Work instruction:
Return the following from the records below: each line, word for word, starting with the line that contains "Target: cluster of pink buds" and going on through the line that contains "Target: boy's arm", with nothing outside that range.

Referring expression data
● ● ● ●

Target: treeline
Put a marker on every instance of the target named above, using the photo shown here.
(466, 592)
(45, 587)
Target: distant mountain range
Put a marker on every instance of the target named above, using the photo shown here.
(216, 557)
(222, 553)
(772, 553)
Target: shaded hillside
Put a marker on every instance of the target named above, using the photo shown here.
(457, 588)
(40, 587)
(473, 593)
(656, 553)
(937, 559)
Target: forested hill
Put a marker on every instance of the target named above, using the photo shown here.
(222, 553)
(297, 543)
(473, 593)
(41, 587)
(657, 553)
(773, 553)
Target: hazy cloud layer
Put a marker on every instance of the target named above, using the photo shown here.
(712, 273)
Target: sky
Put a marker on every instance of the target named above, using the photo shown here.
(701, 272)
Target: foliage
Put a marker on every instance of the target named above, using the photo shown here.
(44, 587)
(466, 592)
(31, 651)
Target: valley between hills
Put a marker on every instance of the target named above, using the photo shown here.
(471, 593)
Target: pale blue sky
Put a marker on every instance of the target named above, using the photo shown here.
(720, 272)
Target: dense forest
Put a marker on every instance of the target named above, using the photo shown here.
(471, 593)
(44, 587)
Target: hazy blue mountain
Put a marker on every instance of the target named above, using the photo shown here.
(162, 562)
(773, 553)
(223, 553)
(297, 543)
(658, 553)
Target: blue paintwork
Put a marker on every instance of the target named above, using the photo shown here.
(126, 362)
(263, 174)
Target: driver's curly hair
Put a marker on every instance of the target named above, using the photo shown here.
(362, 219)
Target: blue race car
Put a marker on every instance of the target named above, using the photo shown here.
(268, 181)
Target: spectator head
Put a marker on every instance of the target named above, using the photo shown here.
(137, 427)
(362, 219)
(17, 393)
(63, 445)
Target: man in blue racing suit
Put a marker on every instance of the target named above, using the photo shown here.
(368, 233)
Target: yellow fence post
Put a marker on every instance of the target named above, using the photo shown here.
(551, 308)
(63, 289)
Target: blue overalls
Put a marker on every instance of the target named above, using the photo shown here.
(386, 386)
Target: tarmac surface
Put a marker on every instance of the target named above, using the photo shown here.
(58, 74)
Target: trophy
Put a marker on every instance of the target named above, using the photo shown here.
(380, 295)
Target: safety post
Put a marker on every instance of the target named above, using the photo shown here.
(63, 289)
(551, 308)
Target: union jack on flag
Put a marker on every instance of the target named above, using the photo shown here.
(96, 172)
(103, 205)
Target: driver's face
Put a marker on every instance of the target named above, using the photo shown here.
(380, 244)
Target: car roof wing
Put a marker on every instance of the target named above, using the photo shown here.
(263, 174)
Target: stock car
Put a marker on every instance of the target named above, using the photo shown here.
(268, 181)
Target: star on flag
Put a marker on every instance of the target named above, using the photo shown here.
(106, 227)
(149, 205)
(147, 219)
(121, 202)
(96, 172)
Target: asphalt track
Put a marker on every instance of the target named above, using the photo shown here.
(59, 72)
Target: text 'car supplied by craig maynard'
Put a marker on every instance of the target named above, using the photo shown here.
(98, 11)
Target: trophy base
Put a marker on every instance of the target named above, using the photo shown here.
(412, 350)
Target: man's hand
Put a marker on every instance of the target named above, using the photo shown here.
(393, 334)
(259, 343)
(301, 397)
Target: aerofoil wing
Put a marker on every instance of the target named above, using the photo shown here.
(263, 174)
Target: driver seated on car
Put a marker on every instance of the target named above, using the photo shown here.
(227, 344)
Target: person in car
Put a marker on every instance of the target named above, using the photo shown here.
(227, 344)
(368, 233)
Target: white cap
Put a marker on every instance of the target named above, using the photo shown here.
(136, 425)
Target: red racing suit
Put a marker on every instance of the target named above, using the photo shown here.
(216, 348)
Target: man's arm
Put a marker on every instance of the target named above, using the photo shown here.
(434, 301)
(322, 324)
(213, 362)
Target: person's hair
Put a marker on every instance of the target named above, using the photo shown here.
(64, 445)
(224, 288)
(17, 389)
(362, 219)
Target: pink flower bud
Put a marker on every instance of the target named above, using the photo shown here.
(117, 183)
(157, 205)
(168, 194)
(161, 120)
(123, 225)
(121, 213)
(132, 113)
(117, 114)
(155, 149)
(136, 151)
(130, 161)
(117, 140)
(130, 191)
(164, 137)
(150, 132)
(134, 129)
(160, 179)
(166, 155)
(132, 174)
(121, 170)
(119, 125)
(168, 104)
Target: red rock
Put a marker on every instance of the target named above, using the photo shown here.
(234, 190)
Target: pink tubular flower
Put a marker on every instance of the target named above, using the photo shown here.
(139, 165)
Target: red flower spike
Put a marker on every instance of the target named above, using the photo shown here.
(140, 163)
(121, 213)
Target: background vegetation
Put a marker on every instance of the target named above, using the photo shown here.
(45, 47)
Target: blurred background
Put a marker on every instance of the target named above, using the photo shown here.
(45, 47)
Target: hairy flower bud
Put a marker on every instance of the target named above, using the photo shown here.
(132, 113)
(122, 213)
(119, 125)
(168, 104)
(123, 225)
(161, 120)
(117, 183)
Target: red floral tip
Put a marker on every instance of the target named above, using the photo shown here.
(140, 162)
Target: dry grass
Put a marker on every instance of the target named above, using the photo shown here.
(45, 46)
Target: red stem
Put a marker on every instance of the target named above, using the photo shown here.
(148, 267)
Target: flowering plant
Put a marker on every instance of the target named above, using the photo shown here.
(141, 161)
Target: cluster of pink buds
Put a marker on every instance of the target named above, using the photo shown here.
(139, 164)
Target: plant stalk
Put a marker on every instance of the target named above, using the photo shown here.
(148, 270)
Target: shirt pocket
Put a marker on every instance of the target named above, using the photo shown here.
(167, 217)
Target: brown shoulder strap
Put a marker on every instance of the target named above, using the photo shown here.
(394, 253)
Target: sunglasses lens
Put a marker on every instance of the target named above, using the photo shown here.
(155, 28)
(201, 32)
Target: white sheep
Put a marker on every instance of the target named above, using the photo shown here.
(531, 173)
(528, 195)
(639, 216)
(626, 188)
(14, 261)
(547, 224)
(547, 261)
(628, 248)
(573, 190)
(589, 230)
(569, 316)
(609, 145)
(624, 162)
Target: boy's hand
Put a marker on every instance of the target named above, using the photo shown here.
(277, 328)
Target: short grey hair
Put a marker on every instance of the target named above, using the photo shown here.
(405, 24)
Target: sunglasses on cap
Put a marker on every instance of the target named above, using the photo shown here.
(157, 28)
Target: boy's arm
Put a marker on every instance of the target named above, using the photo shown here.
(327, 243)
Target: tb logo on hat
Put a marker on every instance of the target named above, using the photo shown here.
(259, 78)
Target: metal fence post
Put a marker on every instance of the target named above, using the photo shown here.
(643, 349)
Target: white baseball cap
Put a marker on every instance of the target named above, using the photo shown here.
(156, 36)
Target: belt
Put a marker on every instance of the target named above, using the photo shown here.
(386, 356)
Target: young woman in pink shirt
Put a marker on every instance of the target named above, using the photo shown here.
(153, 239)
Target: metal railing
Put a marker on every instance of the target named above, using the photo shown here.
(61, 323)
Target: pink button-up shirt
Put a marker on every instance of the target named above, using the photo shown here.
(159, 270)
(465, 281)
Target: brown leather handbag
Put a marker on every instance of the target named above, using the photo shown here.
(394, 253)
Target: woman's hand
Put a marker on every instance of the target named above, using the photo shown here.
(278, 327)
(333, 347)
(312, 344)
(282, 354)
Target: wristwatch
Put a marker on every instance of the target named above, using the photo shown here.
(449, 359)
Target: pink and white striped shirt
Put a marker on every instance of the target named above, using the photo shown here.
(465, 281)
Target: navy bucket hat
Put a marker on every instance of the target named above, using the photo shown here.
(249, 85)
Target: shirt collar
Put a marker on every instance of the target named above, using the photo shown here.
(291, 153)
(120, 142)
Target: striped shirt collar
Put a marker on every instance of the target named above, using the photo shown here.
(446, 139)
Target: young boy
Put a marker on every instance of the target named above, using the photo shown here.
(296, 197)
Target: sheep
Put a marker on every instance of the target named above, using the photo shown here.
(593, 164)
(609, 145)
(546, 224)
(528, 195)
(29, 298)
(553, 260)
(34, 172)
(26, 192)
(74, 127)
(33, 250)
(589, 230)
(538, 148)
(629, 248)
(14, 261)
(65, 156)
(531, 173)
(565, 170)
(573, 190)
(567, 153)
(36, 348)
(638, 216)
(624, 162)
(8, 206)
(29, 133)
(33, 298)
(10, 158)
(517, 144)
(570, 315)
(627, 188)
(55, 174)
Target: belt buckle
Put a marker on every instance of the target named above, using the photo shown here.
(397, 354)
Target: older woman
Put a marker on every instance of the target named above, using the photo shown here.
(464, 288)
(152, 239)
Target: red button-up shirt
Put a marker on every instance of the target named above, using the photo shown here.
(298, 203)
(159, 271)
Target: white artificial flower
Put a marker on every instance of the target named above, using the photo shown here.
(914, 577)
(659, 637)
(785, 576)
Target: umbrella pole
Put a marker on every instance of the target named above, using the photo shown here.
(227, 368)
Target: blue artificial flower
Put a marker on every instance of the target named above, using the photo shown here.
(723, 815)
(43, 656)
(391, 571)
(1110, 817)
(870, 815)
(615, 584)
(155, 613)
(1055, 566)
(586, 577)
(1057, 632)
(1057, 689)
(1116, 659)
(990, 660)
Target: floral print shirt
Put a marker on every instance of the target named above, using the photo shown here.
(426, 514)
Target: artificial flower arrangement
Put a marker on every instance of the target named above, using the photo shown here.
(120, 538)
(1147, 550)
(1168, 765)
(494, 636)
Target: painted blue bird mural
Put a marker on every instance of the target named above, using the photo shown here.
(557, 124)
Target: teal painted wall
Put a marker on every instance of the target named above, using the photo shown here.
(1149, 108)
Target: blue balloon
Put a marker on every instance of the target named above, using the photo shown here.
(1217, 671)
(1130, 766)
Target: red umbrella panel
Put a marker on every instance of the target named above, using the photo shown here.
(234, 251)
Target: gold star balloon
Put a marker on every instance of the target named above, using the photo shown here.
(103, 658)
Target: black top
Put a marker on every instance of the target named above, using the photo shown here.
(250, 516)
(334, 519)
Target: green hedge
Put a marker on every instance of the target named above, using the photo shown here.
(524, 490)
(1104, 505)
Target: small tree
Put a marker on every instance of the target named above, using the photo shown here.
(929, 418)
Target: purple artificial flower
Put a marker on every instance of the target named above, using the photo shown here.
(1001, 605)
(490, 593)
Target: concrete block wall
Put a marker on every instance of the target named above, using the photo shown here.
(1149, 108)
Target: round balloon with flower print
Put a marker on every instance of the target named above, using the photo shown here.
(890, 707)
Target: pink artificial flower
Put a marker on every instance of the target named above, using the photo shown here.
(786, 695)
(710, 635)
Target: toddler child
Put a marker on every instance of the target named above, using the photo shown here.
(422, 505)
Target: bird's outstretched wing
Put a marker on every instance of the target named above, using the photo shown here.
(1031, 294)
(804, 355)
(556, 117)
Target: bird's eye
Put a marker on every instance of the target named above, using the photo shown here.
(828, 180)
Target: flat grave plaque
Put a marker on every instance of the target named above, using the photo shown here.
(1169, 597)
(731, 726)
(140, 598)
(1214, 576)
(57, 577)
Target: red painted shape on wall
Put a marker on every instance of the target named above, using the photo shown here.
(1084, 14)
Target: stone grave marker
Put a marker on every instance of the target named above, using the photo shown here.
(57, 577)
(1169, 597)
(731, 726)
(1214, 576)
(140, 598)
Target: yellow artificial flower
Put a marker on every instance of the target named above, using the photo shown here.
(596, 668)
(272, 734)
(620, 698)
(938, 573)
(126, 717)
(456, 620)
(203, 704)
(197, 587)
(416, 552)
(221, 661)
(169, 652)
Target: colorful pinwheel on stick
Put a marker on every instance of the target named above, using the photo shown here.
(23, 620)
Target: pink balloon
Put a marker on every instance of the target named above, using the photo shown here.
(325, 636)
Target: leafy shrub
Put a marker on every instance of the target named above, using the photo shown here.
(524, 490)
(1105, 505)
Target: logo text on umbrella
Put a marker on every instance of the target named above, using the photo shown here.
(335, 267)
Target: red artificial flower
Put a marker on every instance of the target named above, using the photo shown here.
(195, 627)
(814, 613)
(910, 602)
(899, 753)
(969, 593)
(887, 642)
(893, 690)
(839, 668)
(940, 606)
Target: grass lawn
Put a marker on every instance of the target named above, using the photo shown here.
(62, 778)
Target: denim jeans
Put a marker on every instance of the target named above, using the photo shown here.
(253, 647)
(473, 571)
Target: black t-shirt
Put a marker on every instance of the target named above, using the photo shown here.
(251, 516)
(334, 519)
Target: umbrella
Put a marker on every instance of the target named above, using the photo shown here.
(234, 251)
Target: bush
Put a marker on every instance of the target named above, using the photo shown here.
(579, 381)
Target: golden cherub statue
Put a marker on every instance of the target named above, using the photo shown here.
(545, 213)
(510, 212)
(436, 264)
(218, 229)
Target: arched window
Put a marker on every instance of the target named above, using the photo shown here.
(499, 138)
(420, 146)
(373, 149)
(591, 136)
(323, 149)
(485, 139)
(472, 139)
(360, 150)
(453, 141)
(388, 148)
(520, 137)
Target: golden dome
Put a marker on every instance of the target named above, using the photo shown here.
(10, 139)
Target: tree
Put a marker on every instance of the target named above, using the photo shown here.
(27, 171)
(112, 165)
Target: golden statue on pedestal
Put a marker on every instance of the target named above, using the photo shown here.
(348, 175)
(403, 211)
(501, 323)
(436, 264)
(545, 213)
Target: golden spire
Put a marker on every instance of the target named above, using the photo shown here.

● ● ● ●

Exercise answer:
Target: cluster of pink buds
Put a marker on every instance of the target named above, using the photo shown here.
(139, 164)
Target: plant stalk
Put a marker on every instance of the target named above, using the photo shown here.
(148, 270)
Target: shirt pocket
Put a marker on every instance of the target named above, using the photo shown here.
(167, 217)
Target: brown shoulder strap
Put a marker on every instance of the target named above, using the photo shown here.
(394, 253)
Target: sunglasses lens
Put a marker on every instance of the target named above, using the photo shown here.
(155, 28)
(201, 32)
Target: white sheep
Put a marker on every instance of the target named above, using the photo shown here.
(531, 173)
(528, 195)
(639, 216)
(626, 188)
(14, 261)
(547, 224)
(547, 261)
(628, 248)
(573, 190)
(589, 230)
(569, 316)
(609, 145)
(624, 162)
Target: boy's hand
Put a marker on every instance of the target named above, using the photo shown here.
(277, 328)
Target: short grey hair
Put a marker on every instance of the target named above, using the photo shown here.
(405, 24)
Target: sunglasses on cap
Put a marker on every instance of the target named above, using the photo shown here.
(157, 28)
Target: boy's arm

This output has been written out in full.